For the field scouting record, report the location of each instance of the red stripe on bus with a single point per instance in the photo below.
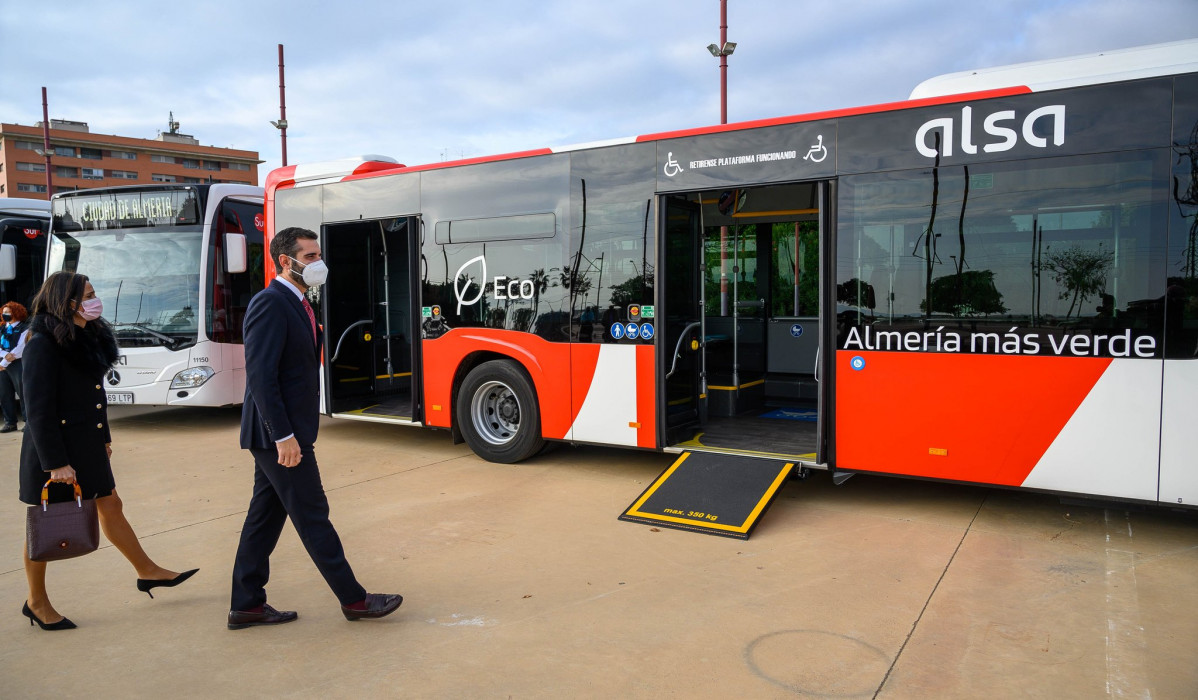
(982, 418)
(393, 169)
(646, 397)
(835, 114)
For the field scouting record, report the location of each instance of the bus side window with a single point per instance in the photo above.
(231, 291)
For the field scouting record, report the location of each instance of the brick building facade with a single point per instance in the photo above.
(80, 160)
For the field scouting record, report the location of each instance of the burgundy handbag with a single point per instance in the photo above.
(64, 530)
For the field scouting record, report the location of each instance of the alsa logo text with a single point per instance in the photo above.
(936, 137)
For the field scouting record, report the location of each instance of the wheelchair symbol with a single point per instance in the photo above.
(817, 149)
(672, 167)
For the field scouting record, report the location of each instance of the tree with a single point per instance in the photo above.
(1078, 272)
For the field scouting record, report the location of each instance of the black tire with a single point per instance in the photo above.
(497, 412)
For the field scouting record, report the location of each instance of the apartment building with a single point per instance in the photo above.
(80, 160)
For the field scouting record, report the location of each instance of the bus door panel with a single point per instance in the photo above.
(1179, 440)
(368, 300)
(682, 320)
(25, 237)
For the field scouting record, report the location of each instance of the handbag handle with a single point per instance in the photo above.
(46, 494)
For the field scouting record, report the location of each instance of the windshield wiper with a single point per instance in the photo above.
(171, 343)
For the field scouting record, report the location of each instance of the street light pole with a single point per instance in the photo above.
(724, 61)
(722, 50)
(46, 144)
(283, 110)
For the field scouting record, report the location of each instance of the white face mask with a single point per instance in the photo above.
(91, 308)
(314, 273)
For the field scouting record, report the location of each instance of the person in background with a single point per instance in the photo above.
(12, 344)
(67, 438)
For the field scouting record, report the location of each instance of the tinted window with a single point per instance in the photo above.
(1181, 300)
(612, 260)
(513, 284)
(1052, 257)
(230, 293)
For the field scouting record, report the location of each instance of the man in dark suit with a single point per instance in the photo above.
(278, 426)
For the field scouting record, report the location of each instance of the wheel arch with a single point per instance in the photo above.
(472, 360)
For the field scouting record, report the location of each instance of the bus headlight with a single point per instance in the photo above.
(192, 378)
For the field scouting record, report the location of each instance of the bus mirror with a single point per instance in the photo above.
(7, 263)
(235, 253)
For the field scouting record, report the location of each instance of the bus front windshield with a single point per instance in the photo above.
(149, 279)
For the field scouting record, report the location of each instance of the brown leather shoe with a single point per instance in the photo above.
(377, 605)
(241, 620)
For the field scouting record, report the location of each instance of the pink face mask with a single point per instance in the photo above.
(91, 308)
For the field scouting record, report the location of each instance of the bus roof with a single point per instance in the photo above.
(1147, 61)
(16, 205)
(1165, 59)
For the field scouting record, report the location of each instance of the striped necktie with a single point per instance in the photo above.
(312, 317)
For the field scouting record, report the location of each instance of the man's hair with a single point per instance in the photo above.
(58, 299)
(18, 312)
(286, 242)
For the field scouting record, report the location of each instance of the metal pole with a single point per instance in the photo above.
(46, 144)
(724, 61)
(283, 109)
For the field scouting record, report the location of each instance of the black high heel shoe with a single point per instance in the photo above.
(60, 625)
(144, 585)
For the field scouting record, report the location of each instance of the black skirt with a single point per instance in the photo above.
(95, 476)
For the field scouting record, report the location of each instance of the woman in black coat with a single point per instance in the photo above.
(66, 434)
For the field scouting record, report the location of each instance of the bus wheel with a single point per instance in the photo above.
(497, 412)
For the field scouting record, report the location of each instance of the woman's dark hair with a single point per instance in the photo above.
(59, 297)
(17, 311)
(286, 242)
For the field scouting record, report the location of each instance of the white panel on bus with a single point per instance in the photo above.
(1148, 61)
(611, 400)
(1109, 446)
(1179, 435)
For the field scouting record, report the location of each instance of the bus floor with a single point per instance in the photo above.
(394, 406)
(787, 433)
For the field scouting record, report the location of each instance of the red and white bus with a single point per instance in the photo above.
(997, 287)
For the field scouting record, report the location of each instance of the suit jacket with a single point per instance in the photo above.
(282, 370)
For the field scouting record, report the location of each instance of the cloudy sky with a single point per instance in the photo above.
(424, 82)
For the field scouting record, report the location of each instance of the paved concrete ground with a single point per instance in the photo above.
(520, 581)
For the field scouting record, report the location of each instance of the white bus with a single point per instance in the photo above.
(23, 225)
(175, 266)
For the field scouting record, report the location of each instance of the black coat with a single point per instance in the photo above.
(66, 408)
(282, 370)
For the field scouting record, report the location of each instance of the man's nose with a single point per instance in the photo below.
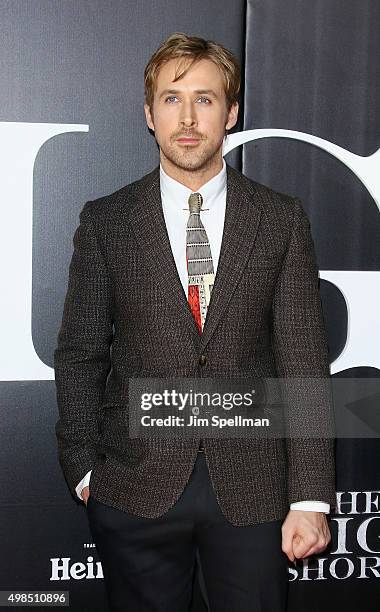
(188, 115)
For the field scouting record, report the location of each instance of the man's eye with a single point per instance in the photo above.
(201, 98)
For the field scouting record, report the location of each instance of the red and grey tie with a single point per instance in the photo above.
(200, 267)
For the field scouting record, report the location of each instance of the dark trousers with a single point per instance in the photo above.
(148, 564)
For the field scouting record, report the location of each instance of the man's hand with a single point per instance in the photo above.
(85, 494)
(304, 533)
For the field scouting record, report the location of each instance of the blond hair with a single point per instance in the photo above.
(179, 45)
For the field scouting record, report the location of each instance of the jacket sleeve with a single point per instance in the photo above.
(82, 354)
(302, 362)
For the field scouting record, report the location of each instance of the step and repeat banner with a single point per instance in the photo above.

• _DIRECTION_
Rewrite the listing above with "field scouting record" swapped for "site survey log" and everything else unchanged, leaving out the pictures.

• _RESULT_
For the site survey log, report the location of each instance of the red stripe on bus with a single point per instance in the photo below.
(982, 418)
(393, 169)
(646, 397)
(835, 114)
For the site survey log, report the location of each instance of the bus side window with a single point per instance in the photo above.
(231, 291)
For the site survey log, report the location of each instance of the brick building facade with a single point per instance in the photo above.
(80, 160)
For the site survey log, report the location of each instance of the burgundy handbag with a single point per instance in the photo above.
(64, 530)
For the site survey log, report the location of each instance of the alsa logo text with a single point per instance in the photo above.
(936, 137)
For the site survey log, report the location of each instance of the wheelchair symbol with a single point per instance in the photo above.
(817, 149)
(672, 167)
For the site survey log, report the location of each instance of the tree with a single point per instance in the photo above.
(1078, 272)
For the site survey log, report the location of each instance of the black tire with a single point per instance in the photo above.
(497, 412)
For the site survey log, report the location of each instance of the apartment building with a single point per instance in the photo above.
(80, 160)
For the site survey log, report the location of each instance of the bus door panel with a single point per instance in the photo above.
(1179, 440)
(368, 300)
(682, 320)
(25, 237)
For the site survey log, report the location of each instance of the handbag handle with a single point per instance in the photo above.
(46, 494)
For the site survey log, report the location of each instance of the windshield wiper with a single point per instance in the photo above.
(171, 343)
For the site survey log, report the location of each instance of the street light pole with a single point per instance in the photo above.
(724, 61)
(722, 50)
(46, 144)
(283, 110)
For the site survey log, report the location of each instance of the white face mask with a single point per instance in the photo above.
(91, 308)
(314, 273)
For the site survey log, report the location of each instance of the person in background with a single point per instance in the photo above.
(12, 344)
(67, 438)
For the site survey log, report the location of each instance of the tinted window with a single point per instance in the photo above.
(1181, 300)
(612, 260)
(513, 284)
(1052, 257)
(230, 293)
For the site survey log, report the location of each instance of the man in dark suit with a single point per instance in the photo above.
(278, 426)
For the site survey log, report the location of each instance of the wheel arch with a single point per instance in the photo above.
(472, 360)
For the site survey log, report the location of each instance of the bus headlight with a single point per instance in the photo above.
(192, 378)
For the site survey log, report the location of each instance of the bus mirror with a single point per instance in the photo above.
(7, 263)
(235, 253)
For the site survey log, report the location of each instance of the bus front windshield with a single point per instance in the photo above.
(149, 279)
For the site survey log, report the location of each instance of the brown leather shoe with a single point per instance in the photo above.
(377, 605)
(241, 620)
For the site survey log, report the location of each instance of the pink face mask with a single point per instance in the photo above.
(91, 308)
For the site survey log, report the location of each instance of the bus roof with a single point per instance in the photo above.
(1147, 61)
(16, 205)
(1165, 59)
For the site survey log, report the location of each instance of the striped necktie with a single point per instance in the photo above.
(312, 317)
For the site survey log, report the location of each instance of the man's hair with a single point per instance in the photo above.
(58, 299)
(18, 312)
(286, 242)
For the site survey log, report the location of each instance of the metal pole with a single point per instance in the photo above.
(46, 144)
(724, 61)
(283, 109)
For the site survey log, report the location of each instance of the black high heel shoe with a single point per instance in the photo above.
(60, 625)
(144, 585)
For the site survey log, report the location of each instance of the black skirt with a single point per instance in the photo above.
(95, 476)
For the site survey log, report the location of each instance of the woman in black coat with a single point per instance in the photo above.
(66, 434)
For the site survey log, report the location of each instance of the bus wheel with a single point per instance in the photo above.
(497, 412)
For the site survey log, report the location of each instance of the woman's dark hair with a single point per instance in the photo above.
(59, 297)
(17, 311)
(286, 242)
For the site survey log, report the location of each instance of the white panel on bus with a single point per instance in the photo above.
(1148, 61)
(611, 400)
(1109, 446)
(1179, 435)
For the site survey log, report the location of each instance of the bus floor with a single point per instance in the photo above.
(394, 406)
(787, 433)
For the site survey log, report the location of each instance of the red and white bus with a single point per instance in the photo above.
(997, 287)
For the site survey log, report the location of each instance of the suit jacket with a single point per instance in the photo above.
(282, 370)
For the site survey log, report the location of each instance of the cloudy sky with a single point per instance in the photo above.
(424, 82)
For the site survey log, report the location of each instance of the paved concrete ground with a single point per instance in the photo above.
(520, 581)
For the site survey log, report the location of each instance of the white bus with a single point per instance in the photo above.
(23, 225)
(175, 266)
For the site survey log, report the location of each instance of the black coat with a single point per instance in the photo above.
(66, 408)
(282, 370)
For the site survey log, report the location of each instance of the man's nose with a single point per instance in the photo below.
(188, 115)
For the site survey log, report the location of each instance of the man's eye with a single point per instance in the photo above.
(201, 98)
For the site survey log, report the location of each instance of the red and grey tie with a single point per instance in the photo above.
(200, 267)
For the site survey log, report the location of each instance of the dark trousers with a single point per instance in the photo above.
(148, 564)
For the site survey log, report the location of each instance of the man's hand with a single point per instance in the photo above.
(85, 494)
(304, 533)
For the site survey log, report the location of each instance of the blond hair with a single point per instance in the photo above.
(179, 45)
For the site survey log, report the location of each instance of the jacket sleeve with a single point per instance in the photo above.
(82, 354)
(302, 362)
For the site survey log, report the location of each instance of the step and repeat banner with a single point per instance in the photo above.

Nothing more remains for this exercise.